** Источник **

Через Урянхай и Монголию - [43]

Шрифт
Интервал

Есаул Безродных, который не отличался излишней смелостью, послал своего вахмистра с целью добычи языка, отряд же продвинулся на расстояние 12 километров от поселения. Ждать пришлось долго, пока, наконец, обеспокоенный есаул попросил меня, чтобы я с одним казаком поехал в разведку.

Ночь была тёмная, а цокот копыт заглушала густая трава. Мы подъехали к высокой горе, из-за которой показался месяц, освещая нам дорогу своим серебряным мягким блеском. Величественно колыхались громадные лиственницы, среди которых вилась узкая каменистая тропа. По правой руке шумел в глубоком ущелье могучий ручей. Внезапно несколько камней с шорохом сползли на дорогу. Я поднял карабин на уровень глаз, но в то же самое мгновение опустил его; на огромной скале неожиданно обрисовался силуэт прекрасного аргала. С громадным трудом поборол я свою охотничью страсть. Сопровождающий меня казак перекрестился несколько раз и, указав рукой на глубокий яр, произнёс:

— Не боюсь людей, но боюсь духов. Здесь, в этом яре, лежат зарубленные полковники из Улясутая. Может, уже волки растащили их тела, но место это нехорошее.

Уже из разговоров солдат Безродных понял я, что где-то под Дзаин-шаби убили они более десяти человек, но теперь от непосредственного свидетеля хотелось мне обо всём узнать, поэтому я отрывисто спросил:

— Михайлов погиб здесь?

Казак перекрестился ещё раз и шёпотом произнёс:

— Здесь мы убили Михайлова, троих братьев Филипповых и полковника Полетика, Зубова и жену Михайлова. В бою убьёшь и ничего, а такой, которого безоружного саблей зарубил, постоянно перед глазами стоит. Паскудное место.

— Однако же вы и в Улясутае расстреливали? — спрашиваю дальше.

— В Улясутае много людей погибло, но тех я не убивал — те погибли от рук Богданова и Тролова.

Мне, несомненно, хотелось узнать, кто погиб в Улясутае, но казак назвал только те фамилии, которые я знал, добавив, что о подробностях следует спросить у двоих вышеупомянутых солдат. Однако у меня никогда не было желания расспрашивать о чём-либо придворных палачей есаула, потому что вызывали они у меня неопределённое отвращение.

С вершины горы были видны белые стены строений, а также мигающие огоньки на громадной, отвесной, совершенно белой скальной стене.

Спустившись вниз, мы двинулись в сторону монастыря, погружённого в сон. После долгой стукотни в двери ямына, нас впустили на подворье. Чиновник (дзакирокчи) во время чая рассказал нам о последних событиях в Дзаин-шаби. Я спросил его о военных — он ответил, что несколько дней назад действительно приехали сюда какие-то всадники, но он не знает, большевики это или белые.

Перебравшись через ручей, отделяющий монастырь от российско-китайской колонии, я въехал в достаточно широкие, но совершенно тёмные улочки. Только в одноэтажном доме фирмы «Швецова» окна были ярко освещены.

** Задание **
Выведите дословно отрывок из источника, начиная со слов «Перебравшись через ручей, отделяющий» и заканчивая словами «были ярко освещены.». Материал для этой работы не понадобится.

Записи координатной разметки
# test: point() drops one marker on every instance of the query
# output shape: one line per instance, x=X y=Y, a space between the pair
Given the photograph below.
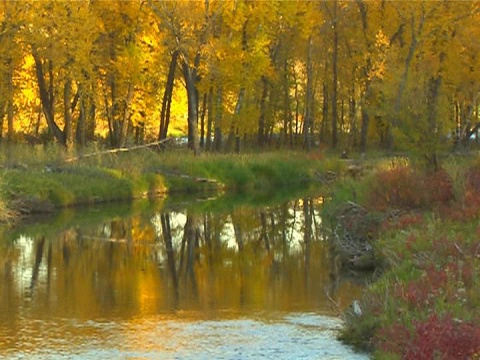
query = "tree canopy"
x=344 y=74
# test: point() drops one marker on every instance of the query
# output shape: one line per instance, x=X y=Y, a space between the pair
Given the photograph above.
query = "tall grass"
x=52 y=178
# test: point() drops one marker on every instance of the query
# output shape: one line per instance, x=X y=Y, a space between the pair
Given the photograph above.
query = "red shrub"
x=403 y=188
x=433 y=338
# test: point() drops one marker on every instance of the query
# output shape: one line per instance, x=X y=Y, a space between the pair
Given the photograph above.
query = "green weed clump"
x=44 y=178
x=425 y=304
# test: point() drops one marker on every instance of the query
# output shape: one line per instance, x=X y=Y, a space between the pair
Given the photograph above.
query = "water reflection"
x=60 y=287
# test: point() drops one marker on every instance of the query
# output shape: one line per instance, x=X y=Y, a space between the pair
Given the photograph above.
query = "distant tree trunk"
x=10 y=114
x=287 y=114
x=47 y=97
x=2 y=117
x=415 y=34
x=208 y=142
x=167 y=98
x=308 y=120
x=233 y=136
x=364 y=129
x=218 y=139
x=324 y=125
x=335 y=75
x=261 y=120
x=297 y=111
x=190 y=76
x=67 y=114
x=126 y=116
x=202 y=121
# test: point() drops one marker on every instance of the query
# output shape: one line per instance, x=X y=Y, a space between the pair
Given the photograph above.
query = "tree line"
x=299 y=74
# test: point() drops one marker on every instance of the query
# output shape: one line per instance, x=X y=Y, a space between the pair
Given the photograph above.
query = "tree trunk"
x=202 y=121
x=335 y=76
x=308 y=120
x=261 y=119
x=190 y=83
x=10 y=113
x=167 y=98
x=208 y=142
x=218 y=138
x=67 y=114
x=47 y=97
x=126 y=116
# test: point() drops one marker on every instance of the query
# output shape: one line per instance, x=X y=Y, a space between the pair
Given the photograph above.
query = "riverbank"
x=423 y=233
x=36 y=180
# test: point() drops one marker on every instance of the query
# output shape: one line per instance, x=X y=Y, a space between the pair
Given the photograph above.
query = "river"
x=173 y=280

==

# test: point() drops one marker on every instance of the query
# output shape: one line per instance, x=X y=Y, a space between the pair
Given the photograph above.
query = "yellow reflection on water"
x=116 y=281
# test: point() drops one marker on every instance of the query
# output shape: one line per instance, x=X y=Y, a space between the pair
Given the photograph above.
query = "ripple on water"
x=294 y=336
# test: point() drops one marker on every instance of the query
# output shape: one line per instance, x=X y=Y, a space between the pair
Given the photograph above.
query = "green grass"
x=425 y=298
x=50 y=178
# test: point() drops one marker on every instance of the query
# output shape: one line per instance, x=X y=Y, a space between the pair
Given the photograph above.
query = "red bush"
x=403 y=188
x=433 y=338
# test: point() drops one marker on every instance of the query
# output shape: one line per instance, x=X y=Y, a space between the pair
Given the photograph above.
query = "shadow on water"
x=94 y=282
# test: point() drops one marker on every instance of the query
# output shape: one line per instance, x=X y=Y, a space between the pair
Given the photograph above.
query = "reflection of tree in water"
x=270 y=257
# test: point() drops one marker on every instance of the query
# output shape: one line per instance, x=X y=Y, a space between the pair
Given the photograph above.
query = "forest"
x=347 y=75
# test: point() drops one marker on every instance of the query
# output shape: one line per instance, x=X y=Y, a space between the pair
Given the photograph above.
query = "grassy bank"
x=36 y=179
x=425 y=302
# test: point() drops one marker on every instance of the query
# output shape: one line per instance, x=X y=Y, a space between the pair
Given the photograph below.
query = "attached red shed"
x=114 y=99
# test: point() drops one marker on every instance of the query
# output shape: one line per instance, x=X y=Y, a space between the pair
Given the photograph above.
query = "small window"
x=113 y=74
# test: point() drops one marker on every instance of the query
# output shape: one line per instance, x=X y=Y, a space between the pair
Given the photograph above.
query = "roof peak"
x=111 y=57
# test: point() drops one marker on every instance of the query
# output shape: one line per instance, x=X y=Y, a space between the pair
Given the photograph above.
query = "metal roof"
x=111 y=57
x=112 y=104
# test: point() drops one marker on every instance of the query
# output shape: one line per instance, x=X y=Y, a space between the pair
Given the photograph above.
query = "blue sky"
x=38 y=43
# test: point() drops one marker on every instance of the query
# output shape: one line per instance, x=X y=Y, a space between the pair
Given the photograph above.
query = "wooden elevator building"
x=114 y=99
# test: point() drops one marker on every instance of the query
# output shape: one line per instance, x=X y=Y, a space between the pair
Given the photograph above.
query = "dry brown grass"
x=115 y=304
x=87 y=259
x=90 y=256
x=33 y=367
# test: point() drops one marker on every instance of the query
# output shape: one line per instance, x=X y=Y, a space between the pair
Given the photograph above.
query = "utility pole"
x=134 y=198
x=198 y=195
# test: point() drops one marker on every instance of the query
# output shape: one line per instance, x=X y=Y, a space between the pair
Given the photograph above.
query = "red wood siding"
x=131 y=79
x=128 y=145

...

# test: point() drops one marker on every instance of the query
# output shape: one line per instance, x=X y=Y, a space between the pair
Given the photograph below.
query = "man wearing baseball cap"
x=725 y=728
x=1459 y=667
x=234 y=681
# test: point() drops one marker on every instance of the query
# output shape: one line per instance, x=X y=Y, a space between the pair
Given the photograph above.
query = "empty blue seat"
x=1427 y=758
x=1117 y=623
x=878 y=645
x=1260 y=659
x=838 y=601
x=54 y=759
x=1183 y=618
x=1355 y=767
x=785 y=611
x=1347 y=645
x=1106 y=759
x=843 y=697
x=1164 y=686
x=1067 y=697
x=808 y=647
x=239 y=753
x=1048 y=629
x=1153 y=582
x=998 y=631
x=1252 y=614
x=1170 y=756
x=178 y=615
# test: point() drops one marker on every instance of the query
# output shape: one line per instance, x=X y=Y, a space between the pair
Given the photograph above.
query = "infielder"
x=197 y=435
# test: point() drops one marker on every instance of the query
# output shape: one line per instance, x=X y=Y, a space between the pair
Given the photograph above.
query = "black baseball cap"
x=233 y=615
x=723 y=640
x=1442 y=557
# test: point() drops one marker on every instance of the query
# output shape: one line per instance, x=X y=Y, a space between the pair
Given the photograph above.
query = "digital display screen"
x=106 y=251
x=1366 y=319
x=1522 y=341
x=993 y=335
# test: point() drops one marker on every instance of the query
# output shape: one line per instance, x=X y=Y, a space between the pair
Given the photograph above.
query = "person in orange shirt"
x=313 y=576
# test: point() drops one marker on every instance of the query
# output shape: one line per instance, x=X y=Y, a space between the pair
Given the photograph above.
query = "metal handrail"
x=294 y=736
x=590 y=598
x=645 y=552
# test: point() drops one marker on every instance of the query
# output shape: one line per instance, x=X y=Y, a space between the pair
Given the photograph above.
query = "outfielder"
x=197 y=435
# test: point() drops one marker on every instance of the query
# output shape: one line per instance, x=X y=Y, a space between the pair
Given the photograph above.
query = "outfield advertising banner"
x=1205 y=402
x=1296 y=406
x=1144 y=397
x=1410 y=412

** Ответ **
Перебравшись через ручей, отделяющий монастырь от российско-китайской колонии, я въехал в достаточно широкие, но совершенно тёмные улочки. Только в одноэтажном доме фирмы «Швецова» окна были ярко освещены.